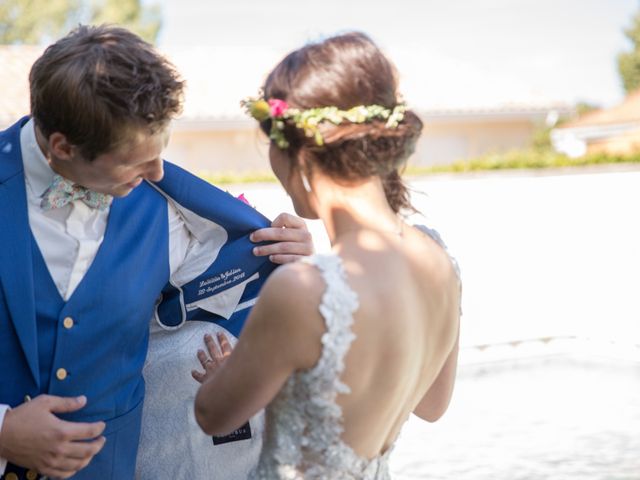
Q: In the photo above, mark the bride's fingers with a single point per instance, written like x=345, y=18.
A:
x=204, y=359
x=197, y=376
x=225, y=346
x=214, y=351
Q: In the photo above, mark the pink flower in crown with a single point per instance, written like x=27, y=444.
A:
x=277, y=107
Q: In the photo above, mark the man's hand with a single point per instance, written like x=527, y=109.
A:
x=292, y=238
x=214, y=360
x=33, y=437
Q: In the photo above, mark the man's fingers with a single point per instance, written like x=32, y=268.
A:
x=64, y=404
x=281, y=259
x=214, y=351
x=288, y=221
x=203, y=358
x=285, y=248
x=225, y=346
x=279, y=234
x=84, y=450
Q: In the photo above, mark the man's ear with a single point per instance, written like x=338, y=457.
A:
x=60, y=147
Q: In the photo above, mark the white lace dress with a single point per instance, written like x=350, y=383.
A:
x=304, y=423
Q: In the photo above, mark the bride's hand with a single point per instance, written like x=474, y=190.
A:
x=291, y=239
x=212, y=361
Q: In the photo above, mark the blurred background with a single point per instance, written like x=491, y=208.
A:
x=529, y=165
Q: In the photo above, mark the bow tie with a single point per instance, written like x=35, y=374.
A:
x=62, y=191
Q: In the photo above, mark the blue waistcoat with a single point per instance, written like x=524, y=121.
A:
x=95, y=343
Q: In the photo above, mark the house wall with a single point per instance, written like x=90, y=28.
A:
x=244, y=149
x=626, y=143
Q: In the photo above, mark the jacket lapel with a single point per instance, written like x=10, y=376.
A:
x=16, y=267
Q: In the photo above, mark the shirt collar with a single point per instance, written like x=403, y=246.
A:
x=37, y=171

***

## Work required
Write out all of the data above again with "mark" switched to "point to" everywhere, changing nothing else. Leave the pictures out.

## Full solution
Q: In the photo above, point to the bride's fingers with a single point per instance, written like x=345, y=18.
A:
x=204, y=359
x=197, y=376
x=225, y=346
x=214, y=351
Q: In the photo above, point to the pink flower in crown with a single point per instance, written like x=27, y=444.
A:
x=277, y=107
Q: In the photo above, point to the man's hand with a single point per instance, written like x=527, y=109.
A:
x=292, y=238
x=214, y=360
x=33, y=437
Q: In the photo above, point to the man's fingers with a single point per instance, written like x=32, y=268.
A:
x=64, y=404
x=281, y=259
x=214, y=351
x=288, y=221
x=203, y=358
x=285, y=248
x=225, y=346
x=279, y=234
x=84, y=450
Q: In the photo above, point to the man's ear with a single point per instance, written like x=338, y=457.
A:
x=60, y=147
Q: In the photo above, point to the white lace dress with a single point per instance, written like x=350, y=383.
A:
x=304, y=423
Q: In the photo above, point to the bride's hand with a single point per instance, written like x=474, y=190.
A:
x=291, y=239
x=212, y=361
Q: In the photo above, point to the blurred background with a single point per instance, written like x=491, y=208.
A:
x=529, y=165
Q: In the photo above, point to the bow tie with a single point per instance, written like x=35, y=374.
A:
x=62, y=191
Q: In the photo above, point to the blue waistcoat with a single point per instance, written like x=524, y=121.
A:
x=95, y=343
Q: In the photo above, point to the house wall with a single point per instance, written like x=90, y=28.
A:
x=244, y=149
x=626, y=143
Q: In the photo above, point to the jacket lapel with a single point per instance, written like x=10, y=376.
A:
x=16, y=267
Q: In the photo above, point to the shirt collar with a single point per instance, written like x=403, y=246.
A:
x=37, y=171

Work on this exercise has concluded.